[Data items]
● ● ● ● ●
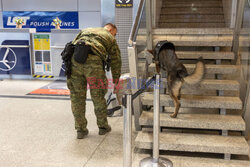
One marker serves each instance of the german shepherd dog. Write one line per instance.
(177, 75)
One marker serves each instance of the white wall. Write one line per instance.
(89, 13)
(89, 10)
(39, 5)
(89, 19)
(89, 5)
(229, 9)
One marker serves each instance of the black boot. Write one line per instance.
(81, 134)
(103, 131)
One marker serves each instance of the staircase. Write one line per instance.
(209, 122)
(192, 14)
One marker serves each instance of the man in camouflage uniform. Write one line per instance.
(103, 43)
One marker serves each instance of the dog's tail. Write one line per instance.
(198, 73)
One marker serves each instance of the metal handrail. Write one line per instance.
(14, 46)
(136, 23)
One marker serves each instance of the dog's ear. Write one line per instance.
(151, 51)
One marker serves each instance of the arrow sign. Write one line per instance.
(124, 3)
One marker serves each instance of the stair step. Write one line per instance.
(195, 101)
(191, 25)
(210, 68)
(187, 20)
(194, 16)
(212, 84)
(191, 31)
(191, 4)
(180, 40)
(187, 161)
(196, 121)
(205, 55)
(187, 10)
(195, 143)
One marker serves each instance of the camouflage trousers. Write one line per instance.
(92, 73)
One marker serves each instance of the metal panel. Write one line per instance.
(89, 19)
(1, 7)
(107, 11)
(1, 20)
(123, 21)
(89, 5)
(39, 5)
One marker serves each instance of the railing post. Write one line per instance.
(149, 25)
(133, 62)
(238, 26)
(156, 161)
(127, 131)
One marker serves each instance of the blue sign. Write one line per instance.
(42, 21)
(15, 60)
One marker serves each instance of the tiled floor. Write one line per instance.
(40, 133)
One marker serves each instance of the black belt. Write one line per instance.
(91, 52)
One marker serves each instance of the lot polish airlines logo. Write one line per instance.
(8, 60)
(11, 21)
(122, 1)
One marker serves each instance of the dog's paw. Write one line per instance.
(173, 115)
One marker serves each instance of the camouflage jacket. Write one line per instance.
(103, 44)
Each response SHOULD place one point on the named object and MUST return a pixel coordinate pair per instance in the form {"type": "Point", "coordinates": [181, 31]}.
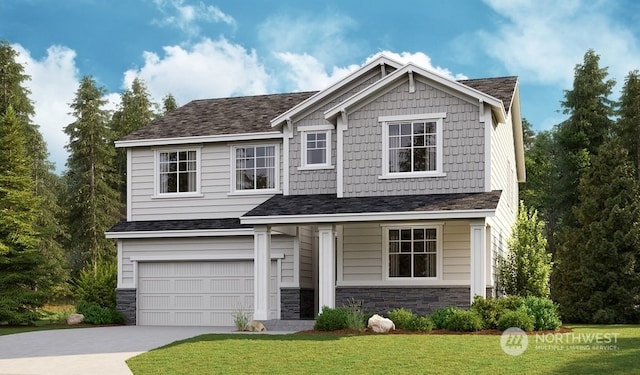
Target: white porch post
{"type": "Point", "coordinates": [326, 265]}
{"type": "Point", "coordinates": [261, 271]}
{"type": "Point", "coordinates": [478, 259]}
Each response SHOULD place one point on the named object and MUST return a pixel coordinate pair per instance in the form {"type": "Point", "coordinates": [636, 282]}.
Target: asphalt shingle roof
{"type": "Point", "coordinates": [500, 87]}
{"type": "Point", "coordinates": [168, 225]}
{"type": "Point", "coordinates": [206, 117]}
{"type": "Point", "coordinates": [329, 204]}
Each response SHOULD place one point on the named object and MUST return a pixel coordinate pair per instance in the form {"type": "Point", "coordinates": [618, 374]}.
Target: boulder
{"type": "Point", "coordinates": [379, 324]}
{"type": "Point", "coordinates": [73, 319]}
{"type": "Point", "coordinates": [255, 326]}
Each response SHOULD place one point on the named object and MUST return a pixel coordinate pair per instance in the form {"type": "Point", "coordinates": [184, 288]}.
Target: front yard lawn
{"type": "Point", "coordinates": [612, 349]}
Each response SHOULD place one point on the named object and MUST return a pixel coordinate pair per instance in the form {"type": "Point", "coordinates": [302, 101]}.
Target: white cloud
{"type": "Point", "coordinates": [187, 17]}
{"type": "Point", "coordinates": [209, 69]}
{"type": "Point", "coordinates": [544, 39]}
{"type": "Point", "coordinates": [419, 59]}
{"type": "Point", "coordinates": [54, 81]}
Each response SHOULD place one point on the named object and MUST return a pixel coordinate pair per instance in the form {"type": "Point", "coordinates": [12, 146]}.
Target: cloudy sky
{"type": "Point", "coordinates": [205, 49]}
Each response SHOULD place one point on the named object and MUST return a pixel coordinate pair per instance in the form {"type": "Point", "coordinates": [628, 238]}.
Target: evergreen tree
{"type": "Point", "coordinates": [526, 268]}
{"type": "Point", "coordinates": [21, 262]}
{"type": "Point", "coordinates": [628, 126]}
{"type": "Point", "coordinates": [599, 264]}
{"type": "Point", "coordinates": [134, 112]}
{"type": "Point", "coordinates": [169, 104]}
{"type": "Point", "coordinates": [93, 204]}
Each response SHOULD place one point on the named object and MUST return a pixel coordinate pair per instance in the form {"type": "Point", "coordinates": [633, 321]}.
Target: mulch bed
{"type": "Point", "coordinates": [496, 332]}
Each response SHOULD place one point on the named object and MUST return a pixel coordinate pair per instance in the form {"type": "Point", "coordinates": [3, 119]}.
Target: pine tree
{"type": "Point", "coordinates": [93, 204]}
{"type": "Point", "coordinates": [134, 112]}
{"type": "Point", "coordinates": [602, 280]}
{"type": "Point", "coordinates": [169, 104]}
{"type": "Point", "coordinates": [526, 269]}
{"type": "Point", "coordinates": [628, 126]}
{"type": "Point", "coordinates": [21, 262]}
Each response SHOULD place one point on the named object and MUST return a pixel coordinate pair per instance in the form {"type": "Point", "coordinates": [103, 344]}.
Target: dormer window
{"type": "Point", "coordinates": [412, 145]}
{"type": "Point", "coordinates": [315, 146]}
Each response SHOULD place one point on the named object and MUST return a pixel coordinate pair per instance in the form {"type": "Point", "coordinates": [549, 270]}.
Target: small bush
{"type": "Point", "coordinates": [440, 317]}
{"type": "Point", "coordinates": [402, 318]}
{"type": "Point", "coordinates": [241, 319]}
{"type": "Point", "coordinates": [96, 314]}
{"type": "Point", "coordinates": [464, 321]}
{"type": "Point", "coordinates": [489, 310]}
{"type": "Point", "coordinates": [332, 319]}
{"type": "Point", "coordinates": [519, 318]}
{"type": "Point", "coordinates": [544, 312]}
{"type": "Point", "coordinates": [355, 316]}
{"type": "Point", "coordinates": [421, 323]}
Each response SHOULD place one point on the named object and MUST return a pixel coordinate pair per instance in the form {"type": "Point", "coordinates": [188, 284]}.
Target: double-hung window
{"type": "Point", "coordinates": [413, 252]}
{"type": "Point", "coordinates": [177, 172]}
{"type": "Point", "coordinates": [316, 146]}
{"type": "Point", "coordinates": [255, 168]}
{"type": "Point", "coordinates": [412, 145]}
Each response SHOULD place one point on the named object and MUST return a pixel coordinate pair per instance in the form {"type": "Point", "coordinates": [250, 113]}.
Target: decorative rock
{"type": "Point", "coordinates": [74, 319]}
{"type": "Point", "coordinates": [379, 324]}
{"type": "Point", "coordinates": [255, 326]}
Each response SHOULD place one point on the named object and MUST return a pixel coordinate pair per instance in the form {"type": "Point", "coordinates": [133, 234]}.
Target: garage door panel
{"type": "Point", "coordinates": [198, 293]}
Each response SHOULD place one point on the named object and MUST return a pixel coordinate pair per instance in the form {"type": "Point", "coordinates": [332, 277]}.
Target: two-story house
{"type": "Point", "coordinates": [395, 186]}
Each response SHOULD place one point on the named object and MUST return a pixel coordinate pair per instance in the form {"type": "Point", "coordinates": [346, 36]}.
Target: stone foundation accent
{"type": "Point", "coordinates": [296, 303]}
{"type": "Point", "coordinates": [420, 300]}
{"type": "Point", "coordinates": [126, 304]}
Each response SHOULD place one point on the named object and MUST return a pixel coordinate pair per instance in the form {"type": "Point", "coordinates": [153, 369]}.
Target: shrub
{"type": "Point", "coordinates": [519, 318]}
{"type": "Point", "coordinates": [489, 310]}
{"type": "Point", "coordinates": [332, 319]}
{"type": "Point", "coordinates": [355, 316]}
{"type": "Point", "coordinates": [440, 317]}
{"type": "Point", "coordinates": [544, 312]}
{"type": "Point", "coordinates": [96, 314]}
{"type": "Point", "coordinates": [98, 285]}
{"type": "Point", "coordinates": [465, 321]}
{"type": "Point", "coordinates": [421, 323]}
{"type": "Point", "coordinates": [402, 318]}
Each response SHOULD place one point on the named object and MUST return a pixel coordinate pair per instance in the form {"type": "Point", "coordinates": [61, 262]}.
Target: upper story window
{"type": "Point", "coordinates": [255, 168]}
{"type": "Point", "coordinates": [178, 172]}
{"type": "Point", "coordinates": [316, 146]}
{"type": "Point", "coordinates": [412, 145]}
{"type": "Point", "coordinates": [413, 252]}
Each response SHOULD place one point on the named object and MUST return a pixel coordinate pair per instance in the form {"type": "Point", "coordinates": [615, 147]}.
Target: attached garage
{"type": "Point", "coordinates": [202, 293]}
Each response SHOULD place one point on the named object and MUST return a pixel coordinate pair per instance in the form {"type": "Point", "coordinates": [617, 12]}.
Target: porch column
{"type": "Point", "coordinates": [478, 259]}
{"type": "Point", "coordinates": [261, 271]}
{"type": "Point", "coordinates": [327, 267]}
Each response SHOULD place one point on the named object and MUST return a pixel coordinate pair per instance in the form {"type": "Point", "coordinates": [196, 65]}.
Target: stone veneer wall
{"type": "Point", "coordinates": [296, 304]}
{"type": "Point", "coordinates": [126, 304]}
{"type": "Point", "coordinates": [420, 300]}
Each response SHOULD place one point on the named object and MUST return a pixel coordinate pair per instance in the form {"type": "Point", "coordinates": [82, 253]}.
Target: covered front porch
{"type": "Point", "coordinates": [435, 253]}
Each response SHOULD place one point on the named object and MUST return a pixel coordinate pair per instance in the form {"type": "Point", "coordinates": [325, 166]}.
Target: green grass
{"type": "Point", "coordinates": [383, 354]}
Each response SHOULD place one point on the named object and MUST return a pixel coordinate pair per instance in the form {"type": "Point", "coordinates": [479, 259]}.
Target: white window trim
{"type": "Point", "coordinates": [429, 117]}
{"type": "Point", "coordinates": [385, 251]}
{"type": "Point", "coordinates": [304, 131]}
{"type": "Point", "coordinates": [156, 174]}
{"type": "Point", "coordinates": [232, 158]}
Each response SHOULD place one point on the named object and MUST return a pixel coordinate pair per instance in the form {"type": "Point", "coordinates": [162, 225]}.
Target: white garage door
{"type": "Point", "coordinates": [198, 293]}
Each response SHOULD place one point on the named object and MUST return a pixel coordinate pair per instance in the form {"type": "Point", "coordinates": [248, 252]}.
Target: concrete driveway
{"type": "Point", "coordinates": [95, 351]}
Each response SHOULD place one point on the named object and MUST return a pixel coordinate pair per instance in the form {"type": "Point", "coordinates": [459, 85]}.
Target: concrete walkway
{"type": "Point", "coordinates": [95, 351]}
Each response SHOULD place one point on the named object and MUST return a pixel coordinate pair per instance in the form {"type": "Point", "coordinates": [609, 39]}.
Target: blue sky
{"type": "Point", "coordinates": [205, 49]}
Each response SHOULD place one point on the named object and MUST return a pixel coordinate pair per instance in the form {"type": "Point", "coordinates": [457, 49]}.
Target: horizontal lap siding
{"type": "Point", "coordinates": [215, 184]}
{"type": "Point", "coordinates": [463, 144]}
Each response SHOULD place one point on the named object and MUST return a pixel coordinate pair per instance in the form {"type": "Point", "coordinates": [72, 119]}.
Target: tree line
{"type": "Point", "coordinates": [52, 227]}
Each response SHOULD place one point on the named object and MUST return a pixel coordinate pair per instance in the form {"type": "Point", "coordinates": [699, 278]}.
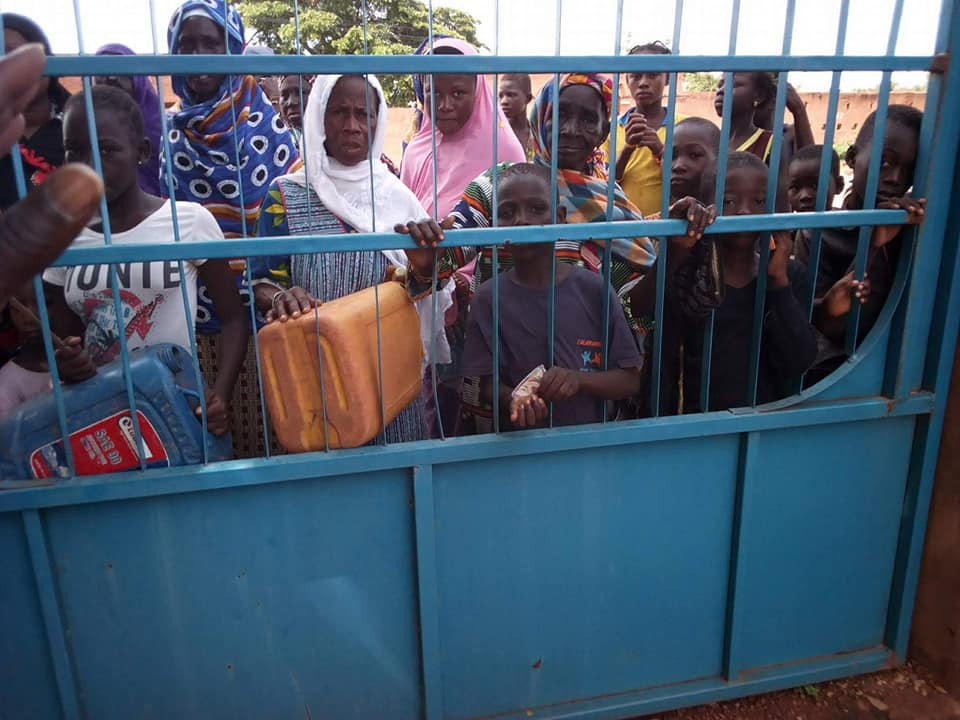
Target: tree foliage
● ● ● ● ●
When you reach the line that contains "Target: tree line", start reproducing, and continue word for word to the end of the records; skip all pictures.

**Response box:**
Target: tree line
{"type": "Point", "coordinates": [52, 227]}
Each response SHOULD place one point on the named object and MUST return a pixel coordinate pair per instance in the form {"type": "Point", "coordinates": [699, 278]}.
Target: tree foliage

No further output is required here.